**DOCUMENT**

Mao’s pronouncement that the backyard furnace offered a path for China to catch up with the industrialised West hit the great wall of reality. It was abandoned in 1962, but Mao still would not concede it was a failure, insisting it had taught Chinese people to work hard.
Some may flinch at the comparison between Climate Change and Energy Minister Chris Bowen’s Green Leap Forward and the mobilisation of the entire Chinese population in the construction of socialism. Yet the similarities are becoming more apparent by the day as we edge closer to the inevitable failure to meet the 2030 target.
Both programs advocate the amalgamation of diverse, small-scale production to replace what had formerly been a heavy industrial process. Both represent a massive diversion of resources with little if any regard for the opportunity cost. Both suffered from the arrogance that there could be no deviation from the plan, even when the flaws became apparent.
Bowen shows no signs of abandoning his proposal to install 22,000 solar panels a day and 40 giant wind turbines a month, and hooking them up to transmission lines that do not yet exist. Only one significant pumped-hydro project is under construction – or would be if the tunnel boring machine hadn’t jammed in some desolate place high in the Snowy Mountains. The inherent intermittency of weather-dependent generation will be backed up by giant batteries and gas-peaking plants such as the two open-cycle gas turbines planned for Kurri Kurri. They were supposed to come online this year, but won’t be online until 2025 at the earliest.

**MATERIAL**
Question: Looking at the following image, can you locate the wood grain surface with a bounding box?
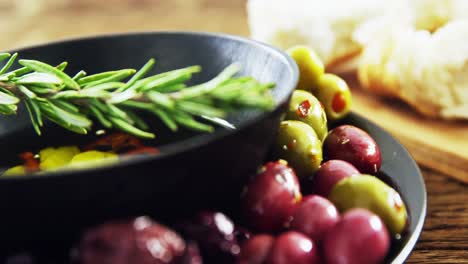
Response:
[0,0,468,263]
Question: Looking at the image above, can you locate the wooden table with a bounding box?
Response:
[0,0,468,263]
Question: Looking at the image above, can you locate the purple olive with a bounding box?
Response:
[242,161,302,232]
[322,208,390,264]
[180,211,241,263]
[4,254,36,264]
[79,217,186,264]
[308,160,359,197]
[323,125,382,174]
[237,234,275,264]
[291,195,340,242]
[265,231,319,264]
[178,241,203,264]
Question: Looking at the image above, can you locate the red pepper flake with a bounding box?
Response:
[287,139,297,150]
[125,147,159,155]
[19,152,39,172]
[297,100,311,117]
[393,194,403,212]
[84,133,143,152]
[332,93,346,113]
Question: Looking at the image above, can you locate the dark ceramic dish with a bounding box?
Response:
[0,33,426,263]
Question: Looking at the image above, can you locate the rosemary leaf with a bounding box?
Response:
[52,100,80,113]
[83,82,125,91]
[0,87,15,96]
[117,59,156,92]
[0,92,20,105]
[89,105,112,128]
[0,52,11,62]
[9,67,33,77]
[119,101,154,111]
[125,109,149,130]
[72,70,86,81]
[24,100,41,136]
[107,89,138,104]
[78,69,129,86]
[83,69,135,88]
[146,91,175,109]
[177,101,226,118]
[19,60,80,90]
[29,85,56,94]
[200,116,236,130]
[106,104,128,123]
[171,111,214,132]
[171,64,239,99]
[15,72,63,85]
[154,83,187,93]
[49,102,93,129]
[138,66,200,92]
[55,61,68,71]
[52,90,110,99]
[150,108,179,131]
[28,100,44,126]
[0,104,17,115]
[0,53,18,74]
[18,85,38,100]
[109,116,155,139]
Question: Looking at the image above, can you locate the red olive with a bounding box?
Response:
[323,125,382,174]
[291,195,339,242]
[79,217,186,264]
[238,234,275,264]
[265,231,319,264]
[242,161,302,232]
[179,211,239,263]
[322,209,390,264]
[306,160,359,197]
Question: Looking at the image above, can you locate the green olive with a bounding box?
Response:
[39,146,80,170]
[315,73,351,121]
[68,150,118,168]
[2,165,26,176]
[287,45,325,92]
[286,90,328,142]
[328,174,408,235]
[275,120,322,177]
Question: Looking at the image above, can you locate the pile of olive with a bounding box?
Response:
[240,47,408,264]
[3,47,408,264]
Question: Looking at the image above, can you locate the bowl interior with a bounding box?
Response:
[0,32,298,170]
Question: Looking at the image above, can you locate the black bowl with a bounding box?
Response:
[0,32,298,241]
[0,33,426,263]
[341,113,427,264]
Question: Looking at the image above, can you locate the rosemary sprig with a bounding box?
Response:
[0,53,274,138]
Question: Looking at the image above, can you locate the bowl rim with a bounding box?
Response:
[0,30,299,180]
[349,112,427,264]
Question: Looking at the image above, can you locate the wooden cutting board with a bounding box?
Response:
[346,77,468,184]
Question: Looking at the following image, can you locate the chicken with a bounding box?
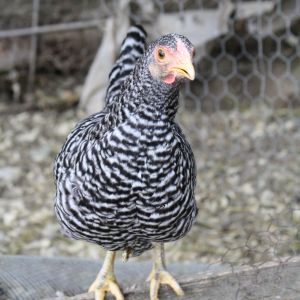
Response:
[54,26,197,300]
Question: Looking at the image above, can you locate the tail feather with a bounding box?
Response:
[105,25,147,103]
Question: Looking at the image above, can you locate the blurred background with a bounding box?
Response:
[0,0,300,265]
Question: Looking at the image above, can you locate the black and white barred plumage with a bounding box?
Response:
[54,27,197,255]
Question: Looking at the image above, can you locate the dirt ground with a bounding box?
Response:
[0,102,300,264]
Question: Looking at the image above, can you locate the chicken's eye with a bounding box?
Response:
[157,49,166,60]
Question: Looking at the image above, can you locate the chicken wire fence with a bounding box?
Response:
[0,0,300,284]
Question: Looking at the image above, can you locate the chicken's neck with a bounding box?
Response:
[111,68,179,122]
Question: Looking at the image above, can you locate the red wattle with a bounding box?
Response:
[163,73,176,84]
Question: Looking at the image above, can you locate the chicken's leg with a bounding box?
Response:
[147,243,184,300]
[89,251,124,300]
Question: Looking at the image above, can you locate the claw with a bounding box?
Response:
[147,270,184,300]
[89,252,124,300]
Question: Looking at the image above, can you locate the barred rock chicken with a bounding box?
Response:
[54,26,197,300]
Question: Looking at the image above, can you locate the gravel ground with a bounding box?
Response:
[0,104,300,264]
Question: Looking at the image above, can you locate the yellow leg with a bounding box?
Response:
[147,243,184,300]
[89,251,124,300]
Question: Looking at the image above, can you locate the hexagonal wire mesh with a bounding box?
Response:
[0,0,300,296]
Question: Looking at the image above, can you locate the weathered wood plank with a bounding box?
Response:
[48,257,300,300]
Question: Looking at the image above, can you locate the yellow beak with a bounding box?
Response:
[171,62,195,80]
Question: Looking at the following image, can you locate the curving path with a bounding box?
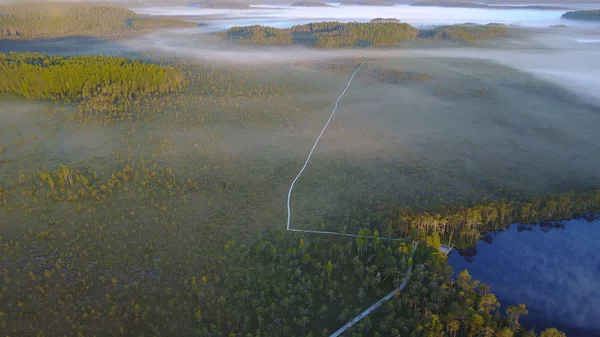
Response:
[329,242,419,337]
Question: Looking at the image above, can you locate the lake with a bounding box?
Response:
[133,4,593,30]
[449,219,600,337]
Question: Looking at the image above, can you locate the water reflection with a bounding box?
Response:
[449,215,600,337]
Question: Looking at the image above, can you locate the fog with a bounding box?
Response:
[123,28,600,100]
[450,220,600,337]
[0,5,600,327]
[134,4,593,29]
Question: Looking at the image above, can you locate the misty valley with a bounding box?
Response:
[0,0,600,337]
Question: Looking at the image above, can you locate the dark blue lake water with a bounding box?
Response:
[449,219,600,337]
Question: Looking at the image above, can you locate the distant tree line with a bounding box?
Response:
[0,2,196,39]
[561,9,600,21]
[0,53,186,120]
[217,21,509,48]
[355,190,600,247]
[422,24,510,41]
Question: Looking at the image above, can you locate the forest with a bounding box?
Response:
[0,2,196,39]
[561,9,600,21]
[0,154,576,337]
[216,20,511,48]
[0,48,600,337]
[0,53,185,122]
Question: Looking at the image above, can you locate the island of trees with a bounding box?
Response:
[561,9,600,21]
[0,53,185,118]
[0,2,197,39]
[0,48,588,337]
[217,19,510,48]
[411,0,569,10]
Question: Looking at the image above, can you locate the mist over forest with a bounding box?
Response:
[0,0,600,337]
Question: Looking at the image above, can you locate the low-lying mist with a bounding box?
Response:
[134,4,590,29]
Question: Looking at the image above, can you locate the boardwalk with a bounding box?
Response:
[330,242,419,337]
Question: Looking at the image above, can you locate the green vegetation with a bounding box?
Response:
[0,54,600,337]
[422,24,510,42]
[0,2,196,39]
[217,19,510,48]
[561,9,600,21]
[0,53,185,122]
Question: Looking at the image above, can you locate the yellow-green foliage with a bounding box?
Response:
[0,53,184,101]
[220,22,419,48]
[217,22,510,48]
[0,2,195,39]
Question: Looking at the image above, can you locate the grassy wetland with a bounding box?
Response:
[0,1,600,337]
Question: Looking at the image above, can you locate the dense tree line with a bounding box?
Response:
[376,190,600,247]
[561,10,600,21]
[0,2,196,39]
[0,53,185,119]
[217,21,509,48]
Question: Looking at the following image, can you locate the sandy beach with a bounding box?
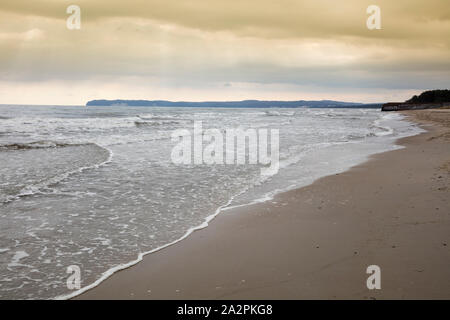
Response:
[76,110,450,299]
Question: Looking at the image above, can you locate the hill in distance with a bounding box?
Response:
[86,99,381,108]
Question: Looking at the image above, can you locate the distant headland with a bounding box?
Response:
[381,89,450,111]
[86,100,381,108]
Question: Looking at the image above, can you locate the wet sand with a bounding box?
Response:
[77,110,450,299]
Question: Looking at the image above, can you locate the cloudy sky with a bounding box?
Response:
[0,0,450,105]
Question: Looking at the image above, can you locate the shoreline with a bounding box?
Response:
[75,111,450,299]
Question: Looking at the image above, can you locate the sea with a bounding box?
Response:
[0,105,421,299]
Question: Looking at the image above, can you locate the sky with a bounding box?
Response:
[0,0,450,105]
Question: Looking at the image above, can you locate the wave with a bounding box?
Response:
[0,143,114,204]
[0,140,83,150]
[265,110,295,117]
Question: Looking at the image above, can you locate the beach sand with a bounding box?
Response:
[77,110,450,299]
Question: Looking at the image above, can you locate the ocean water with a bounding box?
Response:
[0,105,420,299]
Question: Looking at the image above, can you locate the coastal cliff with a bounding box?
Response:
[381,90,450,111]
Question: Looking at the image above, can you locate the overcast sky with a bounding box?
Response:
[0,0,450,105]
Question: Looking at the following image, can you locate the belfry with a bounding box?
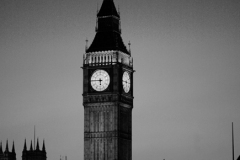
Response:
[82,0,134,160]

==

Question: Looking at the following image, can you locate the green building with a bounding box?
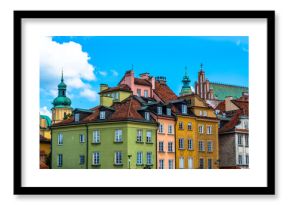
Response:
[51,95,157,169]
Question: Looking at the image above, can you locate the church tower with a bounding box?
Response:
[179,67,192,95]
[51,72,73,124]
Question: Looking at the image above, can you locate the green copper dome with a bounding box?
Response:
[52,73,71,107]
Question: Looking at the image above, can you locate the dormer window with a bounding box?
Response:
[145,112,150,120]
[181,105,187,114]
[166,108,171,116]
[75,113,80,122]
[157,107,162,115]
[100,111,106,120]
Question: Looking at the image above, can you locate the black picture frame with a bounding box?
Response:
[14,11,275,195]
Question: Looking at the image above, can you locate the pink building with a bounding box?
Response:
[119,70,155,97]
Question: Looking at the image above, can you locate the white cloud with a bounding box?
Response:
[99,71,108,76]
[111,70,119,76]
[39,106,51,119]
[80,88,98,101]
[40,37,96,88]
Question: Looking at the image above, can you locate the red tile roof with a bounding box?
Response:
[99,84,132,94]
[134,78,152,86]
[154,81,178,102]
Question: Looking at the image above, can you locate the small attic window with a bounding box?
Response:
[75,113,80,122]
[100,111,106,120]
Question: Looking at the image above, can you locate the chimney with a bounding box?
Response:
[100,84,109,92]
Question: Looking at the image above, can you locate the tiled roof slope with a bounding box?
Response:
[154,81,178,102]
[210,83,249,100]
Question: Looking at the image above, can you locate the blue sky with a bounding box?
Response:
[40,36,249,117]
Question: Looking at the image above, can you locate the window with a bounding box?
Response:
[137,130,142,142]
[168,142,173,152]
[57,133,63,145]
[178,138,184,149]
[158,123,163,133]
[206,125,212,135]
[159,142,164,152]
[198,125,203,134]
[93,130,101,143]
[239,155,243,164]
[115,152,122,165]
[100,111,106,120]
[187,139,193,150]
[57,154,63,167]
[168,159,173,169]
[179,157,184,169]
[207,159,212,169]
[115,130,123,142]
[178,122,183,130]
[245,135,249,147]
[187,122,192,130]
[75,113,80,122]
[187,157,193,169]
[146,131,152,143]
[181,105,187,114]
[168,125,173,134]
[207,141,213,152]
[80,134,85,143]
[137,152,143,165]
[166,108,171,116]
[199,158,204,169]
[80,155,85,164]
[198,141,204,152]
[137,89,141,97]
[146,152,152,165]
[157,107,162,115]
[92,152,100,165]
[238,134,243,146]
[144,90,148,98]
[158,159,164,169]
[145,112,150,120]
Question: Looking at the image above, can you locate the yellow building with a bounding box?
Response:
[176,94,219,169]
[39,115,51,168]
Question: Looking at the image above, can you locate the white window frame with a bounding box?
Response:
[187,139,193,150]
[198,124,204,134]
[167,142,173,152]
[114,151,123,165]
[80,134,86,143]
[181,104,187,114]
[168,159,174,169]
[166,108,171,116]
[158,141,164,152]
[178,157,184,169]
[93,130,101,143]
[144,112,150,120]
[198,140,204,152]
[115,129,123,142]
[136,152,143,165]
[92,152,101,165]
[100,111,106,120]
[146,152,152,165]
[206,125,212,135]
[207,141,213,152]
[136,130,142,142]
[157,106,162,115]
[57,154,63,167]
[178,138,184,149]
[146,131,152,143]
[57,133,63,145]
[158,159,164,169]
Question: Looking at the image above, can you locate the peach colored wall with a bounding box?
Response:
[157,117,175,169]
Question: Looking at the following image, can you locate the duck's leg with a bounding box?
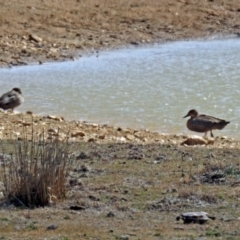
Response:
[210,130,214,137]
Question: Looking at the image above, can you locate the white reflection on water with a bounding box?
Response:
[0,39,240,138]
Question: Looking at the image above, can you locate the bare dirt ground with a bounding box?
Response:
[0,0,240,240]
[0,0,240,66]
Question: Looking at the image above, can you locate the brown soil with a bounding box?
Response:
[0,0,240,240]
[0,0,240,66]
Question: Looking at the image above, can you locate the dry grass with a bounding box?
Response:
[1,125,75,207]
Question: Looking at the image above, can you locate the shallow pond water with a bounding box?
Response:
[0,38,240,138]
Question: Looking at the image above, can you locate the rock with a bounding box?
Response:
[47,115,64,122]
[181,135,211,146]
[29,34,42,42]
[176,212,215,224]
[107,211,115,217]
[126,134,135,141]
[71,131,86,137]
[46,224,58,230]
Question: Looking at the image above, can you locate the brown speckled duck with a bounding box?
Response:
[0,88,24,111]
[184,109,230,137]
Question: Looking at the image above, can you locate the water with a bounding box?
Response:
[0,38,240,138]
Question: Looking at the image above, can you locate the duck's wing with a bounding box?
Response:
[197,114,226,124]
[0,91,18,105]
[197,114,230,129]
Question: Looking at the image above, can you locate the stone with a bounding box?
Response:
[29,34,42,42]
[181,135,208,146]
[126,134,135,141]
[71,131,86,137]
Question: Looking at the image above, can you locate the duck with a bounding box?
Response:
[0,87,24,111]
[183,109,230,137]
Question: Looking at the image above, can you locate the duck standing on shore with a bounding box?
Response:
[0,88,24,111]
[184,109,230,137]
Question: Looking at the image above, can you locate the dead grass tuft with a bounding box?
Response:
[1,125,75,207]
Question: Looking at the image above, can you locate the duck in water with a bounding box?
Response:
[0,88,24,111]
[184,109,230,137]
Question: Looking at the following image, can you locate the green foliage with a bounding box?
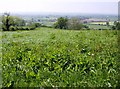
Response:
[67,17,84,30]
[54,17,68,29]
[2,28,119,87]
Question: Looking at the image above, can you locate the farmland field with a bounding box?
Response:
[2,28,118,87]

**WHAT YOU ARE ASKED TO DO**
In the text comparing Chris Bowen's energy plan with Mao's backyard furnaces, how many solar panels a day does Bowen propose to install?

**COMPLETE RESPONSE**
22,000 solar panels a day.